WORK ITEM: What comes next in the blog post about trying to conceive? Continue it from its last sentence.

So I woke up and walked to the place. My husband had the car. So I walked in and told them I was here for a.follow up pregnancy test. I peed, I waited, and it was negative. Story of my life.
So this got me thinking I didn’t O. And if I didn’t O then that means something other then prolactin is wrong. I think tonight I’m going to talk to my husband and see about switching OBGYNs. Maybe ill just wait for the follow up appointment at my OBGYN and see what she thinks the next step is.
Ughh I feel like this is going to be a longer more difficult road then I imagined. But hey its all going to be worth the wait and I need to practice patients anyway (: thanks for reading!!
Wanted to talk about my plans for next cycle. If AF does come, I don’t think I’m going to be disappointed but I know next cycle won’t work.
I already know this because my husband is going to another state for a church camp for five days. He leaves in two weeks which means one week with AF and next week ovulation.(most likely) and the other reason it won’t work is I still don’t know if I can get a refill of my prescription. So if I can’t, we will fall back to square one which I definitely don’t want to do.
Now this takes me to my next topic. So Sunday me and my husband striked up a conversation with a OBGYN that works in a different county, just like 40 minutes away. Well I was talking to him about what all I have went through so far. He said that he would like to see me and that the next step would probably be clomid. Also that i might need to be checked for PCOS.And I talked to him about scheduling an appointment with him. He gave us his business card.

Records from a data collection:
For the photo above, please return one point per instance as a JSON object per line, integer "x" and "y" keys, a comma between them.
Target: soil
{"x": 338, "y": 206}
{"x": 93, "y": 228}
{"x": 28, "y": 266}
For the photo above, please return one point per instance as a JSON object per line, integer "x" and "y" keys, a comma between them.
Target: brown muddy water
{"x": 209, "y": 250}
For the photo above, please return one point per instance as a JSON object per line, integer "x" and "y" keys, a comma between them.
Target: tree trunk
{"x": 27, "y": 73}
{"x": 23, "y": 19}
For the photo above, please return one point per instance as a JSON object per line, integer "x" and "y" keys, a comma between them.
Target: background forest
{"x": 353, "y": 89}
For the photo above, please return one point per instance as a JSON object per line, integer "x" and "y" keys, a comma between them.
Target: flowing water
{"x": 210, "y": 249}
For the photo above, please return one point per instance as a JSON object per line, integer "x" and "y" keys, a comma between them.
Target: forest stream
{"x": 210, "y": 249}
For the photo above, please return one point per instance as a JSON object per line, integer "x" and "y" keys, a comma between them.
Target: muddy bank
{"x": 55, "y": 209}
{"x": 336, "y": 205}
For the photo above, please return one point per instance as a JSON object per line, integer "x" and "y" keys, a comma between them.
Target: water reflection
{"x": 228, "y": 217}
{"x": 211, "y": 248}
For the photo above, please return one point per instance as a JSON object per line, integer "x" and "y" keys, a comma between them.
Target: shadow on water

RESPONSE FOR THIS EXERCISE:
Hearing all this got me excited. He really knew what he was talking about and really wanted to help me. I think he appreciated the fact that I was well informed on the topic and of other options that could be done. So I think that if things don’t get rolling with my OBGYN I’m going to go to him and see what all he can offer me. Staying positive is all I need to do now. Thanks for reading!! (:
Well let’s start off by last night. I was reading different symptoms of early pregnancy and it got me all crazy. I have been having extremely light cramps and have had gas. Thinking ohh I just have an upset stomach or it was something I ate. It was then I realized I have been like that for a couple days and also I have had a couple waves of nausea. So I’m reading this and thinking about this and getting more and more anxious.
While i was at work, I text my husband and ask him if he can drive me in the morning. See I’m going to this business that gives free pregnancy test, and its only like four blocks away and I was going to walk. Then I realized that I’m going to be using first morning urine so I better have him drive me. Lol
So I get there and I have to go so bad and my heart is pounding and my palms are sweating. I walk into the room and pee in the cup. I go into the waiting room and wait.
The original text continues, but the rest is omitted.